◆ **练习目标**: 请用两句话概括下方的所给文段。

◆ **所给文段**:

代码除 _ZNSt8iteratorISt26random_access_iterator_tagilPKiRS1_EC2Ev 外, 就是简单地将 %rsi(-8(%rbp) 即 it) 的地址放入 %rdi(-16(%rbp) 我提到过的那块未使用的内存)

_ZNSt8iteratorISt26random_access_iterator_tagilPKiRS1_EC2Ev 代码如下所示

_ZNSt8iteratorISt26random_access_iterator_tagilPKiRS1_EC2Ev:
.LFB4443:
▹   .cfi_startproc
▹   pushq▹  %rbp
▹   .cfi_def_cfa_offset 16
▹   .cfi_offset 6, -16
▹   movq▹   %rsp, %rbp
▹   .cfi_def_cfa_register 6
▹   movq▹   %rdi, -8(%rbp)

◆ **所给材料**:

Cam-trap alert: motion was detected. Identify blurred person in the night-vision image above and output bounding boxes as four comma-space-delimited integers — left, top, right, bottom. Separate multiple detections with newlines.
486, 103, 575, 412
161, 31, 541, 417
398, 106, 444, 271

◆ **预期输出**: 除 _ZNSt8iteratorISt26random_access_iterator_tagilPKiRS1_EC2Ev 外，这段代码只是把 %rsi（-8(%rbp)，即 it）的地址放入 %rdi（-16(%rbp)，即那块未使用的内存）。文段随后列出了该函数的汇编代码：先压入 %rbp，再把 %rsp 移入 %rbp，并把 %rdi 存到 -8(%rbp)。